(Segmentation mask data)
......

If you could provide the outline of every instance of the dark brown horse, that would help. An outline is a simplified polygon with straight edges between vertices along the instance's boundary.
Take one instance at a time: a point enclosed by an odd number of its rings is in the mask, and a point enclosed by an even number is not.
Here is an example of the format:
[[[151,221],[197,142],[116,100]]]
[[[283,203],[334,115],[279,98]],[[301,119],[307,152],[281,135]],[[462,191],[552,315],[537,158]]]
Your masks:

......

Work request = Would you please copy out every line of the data exactly?

Task response =
If you could provide the outline of every instance of the dark brown horse, that would help. An outline is a simplified polygon with straight edges between vertices along the instance's boundary.
Take one instance at a time: a point enclosed by an odd number of its rings is in the mask, and a point enclosed by an even number is not.
Here is an example of the format:
[[[151,221],[197,142],[116,100]]]
[[[283,203],[334,115],[279,98]],[[301,119],[307,152],[281,135]],[[462,191],[552,315],[537,158]]]
Your masks:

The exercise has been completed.